EXERCISE AIM.
Output the records exactly as they appear, starting at the line that contains "point: parked car" and continuing through the end of the records, with both ends included.

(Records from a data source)
^^^^^^^^
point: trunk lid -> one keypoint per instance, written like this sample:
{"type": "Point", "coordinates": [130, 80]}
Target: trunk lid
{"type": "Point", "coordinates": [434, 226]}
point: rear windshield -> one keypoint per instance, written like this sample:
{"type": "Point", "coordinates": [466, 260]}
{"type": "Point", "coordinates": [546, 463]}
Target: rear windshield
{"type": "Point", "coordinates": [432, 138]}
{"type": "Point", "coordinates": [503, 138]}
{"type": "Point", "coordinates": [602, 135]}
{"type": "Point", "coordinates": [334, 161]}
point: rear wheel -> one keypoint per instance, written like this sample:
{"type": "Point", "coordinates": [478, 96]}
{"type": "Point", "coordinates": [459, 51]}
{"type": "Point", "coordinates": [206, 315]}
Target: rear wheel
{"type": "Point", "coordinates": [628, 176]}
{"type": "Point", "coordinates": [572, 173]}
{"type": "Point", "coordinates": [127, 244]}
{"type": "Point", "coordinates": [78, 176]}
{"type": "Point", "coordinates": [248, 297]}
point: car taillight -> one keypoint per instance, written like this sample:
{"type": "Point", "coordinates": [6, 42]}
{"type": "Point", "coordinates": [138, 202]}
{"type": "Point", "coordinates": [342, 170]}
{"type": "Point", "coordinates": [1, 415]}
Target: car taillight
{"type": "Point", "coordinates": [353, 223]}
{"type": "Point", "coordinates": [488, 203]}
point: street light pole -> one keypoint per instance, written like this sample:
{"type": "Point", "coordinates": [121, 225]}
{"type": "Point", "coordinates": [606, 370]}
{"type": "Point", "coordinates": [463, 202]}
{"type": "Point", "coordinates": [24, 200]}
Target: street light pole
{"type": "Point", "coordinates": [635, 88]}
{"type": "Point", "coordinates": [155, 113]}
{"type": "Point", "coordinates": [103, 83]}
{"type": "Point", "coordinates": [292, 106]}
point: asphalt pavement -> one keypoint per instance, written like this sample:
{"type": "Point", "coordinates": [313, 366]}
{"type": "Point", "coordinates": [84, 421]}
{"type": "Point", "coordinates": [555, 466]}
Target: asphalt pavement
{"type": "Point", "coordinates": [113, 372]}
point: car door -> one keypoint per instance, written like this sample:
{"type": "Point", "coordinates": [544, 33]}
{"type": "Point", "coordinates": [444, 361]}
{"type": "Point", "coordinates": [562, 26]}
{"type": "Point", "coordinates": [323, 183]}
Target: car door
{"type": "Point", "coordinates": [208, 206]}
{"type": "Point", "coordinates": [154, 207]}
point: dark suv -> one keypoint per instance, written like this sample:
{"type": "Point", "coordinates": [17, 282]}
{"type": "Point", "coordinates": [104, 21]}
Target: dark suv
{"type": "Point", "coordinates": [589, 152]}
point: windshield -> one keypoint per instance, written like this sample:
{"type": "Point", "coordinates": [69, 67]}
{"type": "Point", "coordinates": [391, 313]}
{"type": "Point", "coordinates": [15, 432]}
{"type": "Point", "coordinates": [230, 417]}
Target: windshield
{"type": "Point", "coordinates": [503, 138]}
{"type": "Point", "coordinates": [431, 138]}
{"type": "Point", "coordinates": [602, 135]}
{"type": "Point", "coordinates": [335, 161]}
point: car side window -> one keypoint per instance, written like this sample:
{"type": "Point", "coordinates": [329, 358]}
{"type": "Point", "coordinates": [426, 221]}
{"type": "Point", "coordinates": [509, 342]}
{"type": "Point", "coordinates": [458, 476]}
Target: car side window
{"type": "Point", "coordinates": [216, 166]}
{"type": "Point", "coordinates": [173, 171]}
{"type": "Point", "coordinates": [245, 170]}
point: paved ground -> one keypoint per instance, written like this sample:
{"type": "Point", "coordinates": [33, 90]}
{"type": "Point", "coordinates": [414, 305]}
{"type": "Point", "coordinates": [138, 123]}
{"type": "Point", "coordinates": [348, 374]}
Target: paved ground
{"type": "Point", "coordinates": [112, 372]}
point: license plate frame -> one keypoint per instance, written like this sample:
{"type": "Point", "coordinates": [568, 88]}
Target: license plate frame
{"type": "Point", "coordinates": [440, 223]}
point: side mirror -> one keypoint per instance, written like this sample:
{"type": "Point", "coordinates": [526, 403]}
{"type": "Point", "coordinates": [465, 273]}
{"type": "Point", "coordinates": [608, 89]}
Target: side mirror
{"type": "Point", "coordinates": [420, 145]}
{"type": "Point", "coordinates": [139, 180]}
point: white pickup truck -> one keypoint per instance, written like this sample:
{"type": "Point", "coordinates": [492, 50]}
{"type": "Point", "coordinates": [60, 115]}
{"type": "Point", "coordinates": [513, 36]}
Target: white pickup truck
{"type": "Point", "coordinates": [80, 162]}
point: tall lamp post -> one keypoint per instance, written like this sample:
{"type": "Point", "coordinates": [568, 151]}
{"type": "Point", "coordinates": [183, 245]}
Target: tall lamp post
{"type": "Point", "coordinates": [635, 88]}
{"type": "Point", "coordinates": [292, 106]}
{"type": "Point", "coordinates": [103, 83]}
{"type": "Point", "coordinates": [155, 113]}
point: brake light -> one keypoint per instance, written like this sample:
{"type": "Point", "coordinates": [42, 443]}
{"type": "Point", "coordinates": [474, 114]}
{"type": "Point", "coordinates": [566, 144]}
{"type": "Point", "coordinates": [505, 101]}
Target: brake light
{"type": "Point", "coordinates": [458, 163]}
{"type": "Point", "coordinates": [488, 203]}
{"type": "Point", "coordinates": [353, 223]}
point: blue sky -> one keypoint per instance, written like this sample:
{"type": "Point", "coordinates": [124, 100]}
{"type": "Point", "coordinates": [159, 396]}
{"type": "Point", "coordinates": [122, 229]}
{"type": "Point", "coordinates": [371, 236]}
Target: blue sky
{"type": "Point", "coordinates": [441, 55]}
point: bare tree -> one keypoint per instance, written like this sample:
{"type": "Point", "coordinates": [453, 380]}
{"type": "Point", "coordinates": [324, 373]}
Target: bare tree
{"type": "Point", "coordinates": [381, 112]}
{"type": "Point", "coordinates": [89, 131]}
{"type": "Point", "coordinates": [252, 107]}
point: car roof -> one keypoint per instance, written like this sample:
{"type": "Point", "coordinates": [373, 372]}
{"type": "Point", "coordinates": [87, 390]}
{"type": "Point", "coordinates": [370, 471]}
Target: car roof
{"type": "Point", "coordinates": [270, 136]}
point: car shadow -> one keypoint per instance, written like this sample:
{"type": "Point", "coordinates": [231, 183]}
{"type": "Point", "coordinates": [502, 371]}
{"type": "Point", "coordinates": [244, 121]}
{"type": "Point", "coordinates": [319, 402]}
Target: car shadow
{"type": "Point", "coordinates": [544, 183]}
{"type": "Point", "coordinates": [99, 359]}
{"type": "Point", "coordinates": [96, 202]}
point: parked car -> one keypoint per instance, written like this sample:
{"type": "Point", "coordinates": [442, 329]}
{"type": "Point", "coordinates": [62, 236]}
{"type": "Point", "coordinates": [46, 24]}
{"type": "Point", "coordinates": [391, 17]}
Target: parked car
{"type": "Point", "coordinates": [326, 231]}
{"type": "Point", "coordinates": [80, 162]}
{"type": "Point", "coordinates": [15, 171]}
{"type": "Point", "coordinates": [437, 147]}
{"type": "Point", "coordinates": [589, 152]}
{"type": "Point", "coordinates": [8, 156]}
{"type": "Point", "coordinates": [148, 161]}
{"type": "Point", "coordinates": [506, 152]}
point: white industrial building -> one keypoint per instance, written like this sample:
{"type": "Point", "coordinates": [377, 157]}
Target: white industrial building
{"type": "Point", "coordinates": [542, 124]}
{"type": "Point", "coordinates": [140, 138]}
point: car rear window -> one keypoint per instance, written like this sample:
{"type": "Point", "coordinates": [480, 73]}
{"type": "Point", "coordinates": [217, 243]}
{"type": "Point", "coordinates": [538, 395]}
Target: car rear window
^^^^^^^^
OUTPUT FOR THIS TASK.
point: parked car -> one keypoint per instance, written like this sample:
{"type": "Point", "coordinates": [442, 329]}
{"type": "Point", "coordinates": [62, 236]}
{"type": "Point", "coordinates": [46, 24]}
{"type": "Point", "coordinates": [391, 17]}
Target: parked car
{"type": "Point", "coordinates": [326, 231]}
{"type": "Point", "coordinates": [80, 162]}
{"type": "Point", "coordinates": [15, 171]}
{"type": "Point", "coordinates": [437, 147]}
{"type": "Point", "coordinates": [589, 152]}
{"type": "Point", "coordinates": [8, 156]}
{"type": "Point", "coordinates": [148, 161]}
{"type": "Point", "coordinates": [506, 152]}
point: white industrial building -> one keypoint per instance, written like this sample:
{"type": "Point", "coordinates": [377, 157]}
Target: white industrial building
{"type": "Point", "coordinates": [542, 124]}
{"type": "Point", "coordinates": [140, 138]}
point: car rear window -> one keypoint per instance, written like this sample:
{"type": "Point", "coordinates": [480, 73]}
{"type": "Point", "coordinates": [217, 243]}
{"type": "Point", "coordinates": [538, 395]}
Target: car rear window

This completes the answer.